──────── DATASET RECORDS ────────

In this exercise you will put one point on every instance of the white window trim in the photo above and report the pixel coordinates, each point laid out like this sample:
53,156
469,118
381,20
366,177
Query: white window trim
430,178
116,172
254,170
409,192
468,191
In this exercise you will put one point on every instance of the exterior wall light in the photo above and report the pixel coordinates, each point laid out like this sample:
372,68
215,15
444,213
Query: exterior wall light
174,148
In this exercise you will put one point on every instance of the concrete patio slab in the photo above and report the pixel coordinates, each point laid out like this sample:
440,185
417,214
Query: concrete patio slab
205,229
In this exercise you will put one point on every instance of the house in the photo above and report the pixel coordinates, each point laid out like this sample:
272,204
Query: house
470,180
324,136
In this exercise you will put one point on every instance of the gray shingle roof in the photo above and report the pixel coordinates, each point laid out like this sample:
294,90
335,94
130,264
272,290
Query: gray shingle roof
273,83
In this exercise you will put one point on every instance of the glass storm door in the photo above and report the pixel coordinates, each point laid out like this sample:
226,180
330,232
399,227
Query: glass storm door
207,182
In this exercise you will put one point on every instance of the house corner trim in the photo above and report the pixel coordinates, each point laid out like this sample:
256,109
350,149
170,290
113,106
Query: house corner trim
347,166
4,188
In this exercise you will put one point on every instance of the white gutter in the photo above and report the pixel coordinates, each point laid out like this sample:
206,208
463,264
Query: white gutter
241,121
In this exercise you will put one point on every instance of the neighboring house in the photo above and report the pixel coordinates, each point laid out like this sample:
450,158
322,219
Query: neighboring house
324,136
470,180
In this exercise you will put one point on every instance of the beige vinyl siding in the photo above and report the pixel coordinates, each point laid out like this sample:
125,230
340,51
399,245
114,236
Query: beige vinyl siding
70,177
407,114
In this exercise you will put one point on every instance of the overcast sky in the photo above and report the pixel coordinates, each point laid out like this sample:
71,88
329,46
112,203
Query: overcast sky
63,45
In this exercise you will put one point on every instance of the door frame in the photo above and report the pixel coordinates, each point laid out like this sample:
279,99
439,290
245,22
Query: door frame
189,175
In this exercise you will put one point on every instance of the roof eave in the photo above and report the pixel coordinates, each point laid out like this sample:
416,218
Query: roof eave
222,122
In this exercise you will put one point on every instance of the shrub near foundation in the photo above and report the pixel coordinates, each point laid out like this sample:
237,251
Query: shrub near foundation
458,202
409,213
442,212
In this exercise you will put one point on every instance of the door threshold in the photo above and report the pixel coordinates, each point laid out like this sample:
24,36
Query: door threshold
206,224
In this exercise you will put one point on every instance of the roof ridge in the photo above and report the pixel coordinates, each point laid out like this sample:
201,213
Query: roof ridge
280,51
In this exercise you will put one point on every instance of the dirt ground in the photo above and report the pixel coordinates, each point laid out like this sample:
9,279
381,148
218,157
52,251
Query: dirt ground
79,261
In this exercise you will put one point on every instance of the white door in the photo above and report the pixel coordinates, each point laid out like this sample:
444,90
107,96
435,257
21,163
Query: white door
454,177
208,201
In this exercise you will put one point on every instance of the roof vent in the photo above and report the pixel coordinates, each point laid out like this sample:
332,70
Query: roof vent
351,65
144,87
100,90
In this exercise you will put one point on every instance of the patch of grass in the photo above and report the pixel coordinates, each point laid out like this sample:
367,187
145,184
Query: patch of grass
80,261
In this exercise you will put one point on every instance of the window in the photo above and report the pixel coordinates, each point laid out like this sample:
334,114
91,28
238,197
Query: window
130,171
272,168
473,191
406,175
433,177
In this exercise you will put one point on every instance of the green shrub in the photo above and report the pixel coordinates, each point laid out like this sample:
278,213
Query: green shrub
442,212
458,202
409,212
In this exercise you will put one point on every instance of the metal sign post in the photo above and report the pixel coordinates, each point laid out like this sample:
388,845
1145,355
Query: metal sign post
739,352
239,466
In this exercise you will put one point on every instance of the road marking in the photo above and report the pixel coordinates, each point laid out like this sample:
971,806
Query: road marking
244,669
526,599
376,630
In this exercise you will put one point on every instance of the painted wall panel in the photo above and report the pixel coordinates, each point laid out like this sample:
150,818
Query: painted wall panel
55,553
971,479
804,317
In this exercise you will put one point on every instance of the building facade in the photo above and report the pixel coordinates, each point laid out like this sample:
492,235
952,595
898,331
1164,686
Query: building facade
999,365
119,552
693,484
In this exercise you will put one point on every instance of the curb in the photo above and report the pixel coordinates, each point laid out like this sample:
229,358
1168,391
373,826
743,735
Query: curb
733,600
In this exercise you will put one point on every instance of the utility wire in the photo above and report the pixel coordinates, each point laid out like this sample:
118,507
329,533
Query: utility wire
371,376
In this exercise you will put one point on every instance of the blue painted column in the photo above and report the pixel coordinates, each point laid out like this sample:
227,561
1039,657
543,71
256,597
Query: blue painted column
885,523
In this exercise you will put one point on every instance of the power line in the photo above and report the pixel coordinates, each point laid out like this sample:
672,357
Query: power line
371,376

────────

#### INSTRUCTION:
Retype every record above exactly as written.

#### SOLUTION TO THIS EXERCISE:
In this exercise you will put one point on every instance of the white window trim in the photo above and report the pixel coordinates, each point laid out like this sample:
53,156
469,118
381,20
366,177
Query: white window trim
430,178
116,172
254,170
409,192
468,191
In this exercise you will put one point on every instance of the exterior wall light in the photo above and report the pixel coordinates, each point laid out like this sample:
372,68
215,15
444,213
Query: exterior wall light
174,148
In this exercise you will put one point on every instance of the concrete patio slab in the photo above and report the pixel coordinates, each point laid out like this sample:
440,185
417,214
Query: concrete patio slab
205,229
In this exercise you will put one point on every instance of the house in the photo above and report the pixel coordinates, each point laid out like this sample:
272,204
Query: house
470,180
324,136
In this exercise you will put one point on every instance of the gray shingle roof in the photo above and report the pixel coordinates, each point laid out like this sample:
294,90
335,94
130,264
272,290
Query: gray shingle roof
273,83
In this exercise you will put one point on every instance of the glass storm door in the photo above and report the pixel coordinates, each point laid out like this sample:
226,180
330,232
399,227
Query: glass storm door
207,182
In this exercise you will put one point on every instance of the house corner trim in the photo above and report the pixel coordinates, each point laid out like this sample:
256,109
350,149
170,290
113,106
Query: house corner trim
347,166
4,188
In this exercise you will put one point on every instance of the white gutter in the photo above and report the pixel coordinates, each point laid out like this sample:
206,208
463,264
Query: white gutter
241,121
In this exercise you will put one point on every instance of the neighboring house in the photo above and report the pixel coordinates, each point laid out like this sample:
450,158
322,219
Query: neighboring house
324,136
470,180
In this exercise you will put one point on every instance of the beige vinyl siding in the photo above and report the pixel coordinates, each point laid out like this sample:
125,230
340,51
399,245
114,236
Query: beige vinyl siding
70,177
407,114
In this exercise you will put one point on every instance of the overcast sky in the photo above and report the pixel coordinates, each point laid out like this sample:
71,88
329,46
112,203
Query: overcast sky
63,45
In this exercise you will put one point on every instance of the door frame in the photo above and report the pixel coordinates, each point laid out like this sample:
279,99
439,290
245,22
Query: door frame
189,175
In this exercise you will put one point on every instance of the roof eave in the photo above and report the pixel coordinates, each point laid out like this sample:
416,218
Query: roof eave
222,122
In this exercise you will put one point on every instance of the shrub near foundation in the photo above and report the pixel coordinates, each point laid out like this sample:
237,251
Query: shrub near foundation
458,202
409,213
442,212
In this exercise you will put one point on every instance of the door threshold in the photo above and report the pixel coordinates, each point laid out like this sample:
24,36
Query: door threshold
206,224
In this exercise you will put one point on every instance of the roof ridge in the photo above and report the pixel coordinates, each point laid out like this sample:
201,213
Query: roof ridge
280,51
In this exercise you will put one point on every instance of the dirt ground in the photo above and report the pixel coordinates, each point laid out like this sample:
9,279
381,148
218,157
52,251
Query: dirt ground
79,261
In this exercise you will put one point on every instance of the white door in the photo above and report the pixel coordinates, each point laid out like this sample:
444,90
107,96
435,257
21,163
Query: white door
454,177
208,201
In this exercise you will put one point on every instance of the roof vent in the photo above and report the pixel coordinates, each point laid out like this sample:
332,70
Query: roof vent
351,65
144,87
100,90
In this exercise you will put one point on every instance of the patch of grass in the photo above and report the pixel coordinates, each point laid out like this sample:
367,187
145,184
Query: patch of grass
80,261
In this exercise you will put one point on every instance of the window in the photo above and report the pixel coordinates, each point laid out like this sample:
334,114
91,28
238,197
Query: window
130,171
272,168
473,191
406,175
433,177
In this exercise you will put one point on every instance of the green shrub in the photo above and report the pixel coordinates, each point laid out like this sample:
278,213
Query: green shrub
442,212
458,202
409,212
In this exercise you will put one point on every instance of the metal sign post in the photo above and report the pixel coordinates, each point laid out like this sample:
388,845
1145,355
Query: metal sign post
739,352
239,466
In this exercise you will put one point on every instance of the road marking in the photo above and report the pixel coordinates, each point laid out like this sample:
971,806
Query: road marking
244,669
526,599
376,630
In this exercise you will put one point on every instance of the painted wall panel in the photo above and report the pixel coordinates, each point laid out like this sample:
150,818
Query: painted wall panel
55,553
971,479
804,317
In this exercise you will put one point on every instance of the building facade in the photo above and report the pixel coordinates, each point laid out like this sample:
492,235
952,595
898,331
1164,686
Query: building facade
999,365
119,552
693,484
In this exercise you will put one point on every instance of the curb in the photo above and report the pixel coordinates, each point laid out like this sample:
229,358
1168,391
373,826
743,735
Query: curb
733,600
In this exercise you will put one point on every instance of the utility wire in the photo above and report the pixel coordinates, each point laid out like this sample:
118,507
329,533
Query: utility wire
371,376
In this exercise you will put one point on every instance of the blue painted column in the photo above and report the pixel coordinates, each point laid out like this sample:
227,561
1039,657
543,71
256,597
Query: blue painted column
885,523
In this exercise you will put one point on every instance of the power line in the photo above and report the pixel coordinates, each point laid out like this sample:
672,357
Query: power line
371,376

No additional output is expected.